Fragmento de texto:
A pesar de su carácter desenfadado, mi madre era a menudo una madre firme. Había un respeto mutuo entre ella y sus hijos, una especie de código tácito en el que entendíamos que podíamos hablar con ella en cualquier momento, sobre cualquier cosa, y ella nos escucharía con el corazón abierto. Ese respeto y esa gracia iban en ambas direcciones. Tenía una gran habilidad para hacer que la gente se sintiera vista y comprendida, y todo el mundo la quería por ello. Como hijos, creo que nos dimos cuenta de lo raro que era eso y lo apreciamos. Sabíamos lo afortunados que éramos. Ella era amor, diversión, comprensión y aceptación, y un día se fue.
Mi madre murió de cáncer cuando cumplió 50 años. Llevaba varios años enferma y luchó mucho, pero no pudo superarlo. El último año de su vida, vimos cómo su luz, antes vibrante, se apagaba mientras se alejaba cada vez más de nosotros. Llevamos el árbol de Navidad a su habitación cuando ya no podía salir de la cama. Nos tumbamos a su lado, descansamos con ella e intentamos en vano encontrar comida que aún le gustara. La vimos dar su último suspiro mientras nos sentábamos junto a su cama, leyendo sus tarjetas de cumpleaños. Yo tenía 21 años, mi hermana mayor 28 y mi hermano pequeño 14. La gente suele comentar la diferencia de edad entre nosotros, que estamos tan lejos. Pero desde ese día, hemos caminado por la vida uno al lado del otro con la cercanía de los trillizos. Éramos sus personas más queridas, y de repente nos quedamos sin ella, preguntándonos a dónde iría todo ese amor.

Datos registrados:

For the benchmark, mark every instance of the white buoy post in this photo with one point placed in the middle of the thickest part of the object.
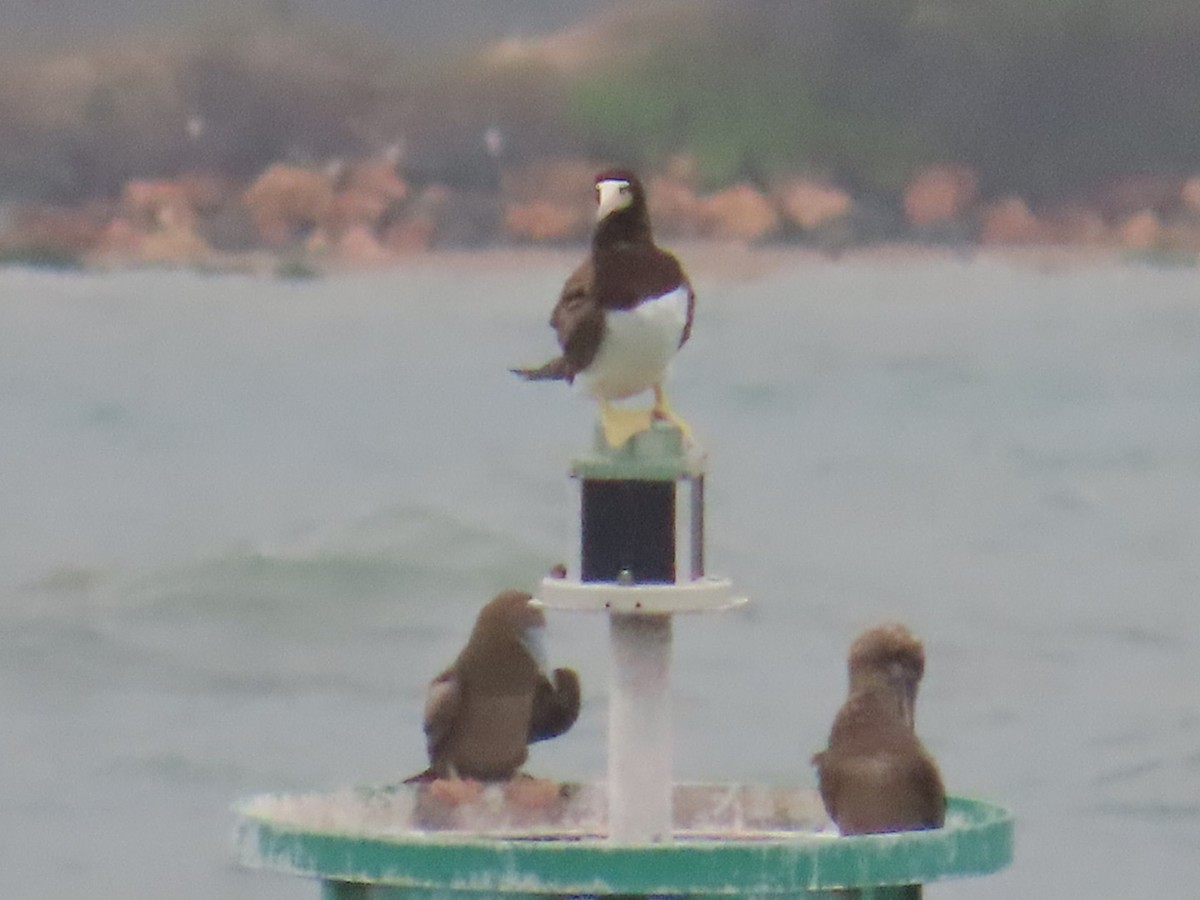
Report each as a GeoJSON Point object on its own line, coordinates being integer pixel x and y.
{"type": "Point", "coordinates": [640, 729]}
{"type": "Point", "coordinates": [641, 562]}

Tareas:
(1) Responde según el relato sobre la madre:
(a) ¿De qué murió la madre y cuántos años cumplió entonces?
(b) ¿Qué llevaron a su habitación cuando ya no podía salir de la cama?
(c) ¿Qué estaban leyendo los hijos cuando ella dio su último suspiro?
(2) Enumera todo lo que, según la frase del relato sobre la madre que empieza con «Ella era amor», era la madre.
(3) Prosigue el relato sobre la madre a partir de su última frase.
Los datos son material aparte del relato sobre la madre.

Respuestas por tarea:
(1)
(a) Murió de cáncer al cumplir 50 años.
(b) El árbol de Navidad.
(c) Sus tarjetas de cumpleaños.

(2) Amor, diversión, comprensión y aceptación.

(3)
No soy una persona especialmente religiosa, y aunque me encanta imaginar a mi madre católica bebiendo té helado y jugando al Trivial Pursuit con los ángeles, también he hecho las paces con el hecho de que quizá nunca entienda a dónde fue. Solía sentirme tan vacía sin ella, como si el sol de nuestro cielo se hubiera ido de repente y ahora no hubiera nada que orbitar. Hubo un tiempo, después de su muerte, en el que le pedía señales, o bebía demasiado vino y salía al jardín trasero a hablar con el cielo, con la esperanza de poder canalizarla de algún modo, o de obtener una señal suya.
Lo que sea. Estaba tan desesperada por tenerla de vuelta. Ahora tengo 40 años, sólo diez desde que el tiempo de mi madre se agotó, y aunque ya no salgo a la calle a hablar con el cielo, la siento. Por fin comprendo que el amor que mostró a sus hijos, a su familia y a sus amigos nunca se fue a ninguna parte. Ha permanecido con todos nosotros, y se ha hecho más grande, y nos ha hecho a todos mejores personas. Puedo sentirlo entre mis hermanos y yo, y cuando visitamos a mi padre, o cuando sus amigos cuentan viejas historias sobre ella. Ese amor es tan real como cualquier otra cosa, siento que puedo sostenerlo con mis propias manos. Ese sentimiento de amor es la forma en que sé que ella sigue aquí.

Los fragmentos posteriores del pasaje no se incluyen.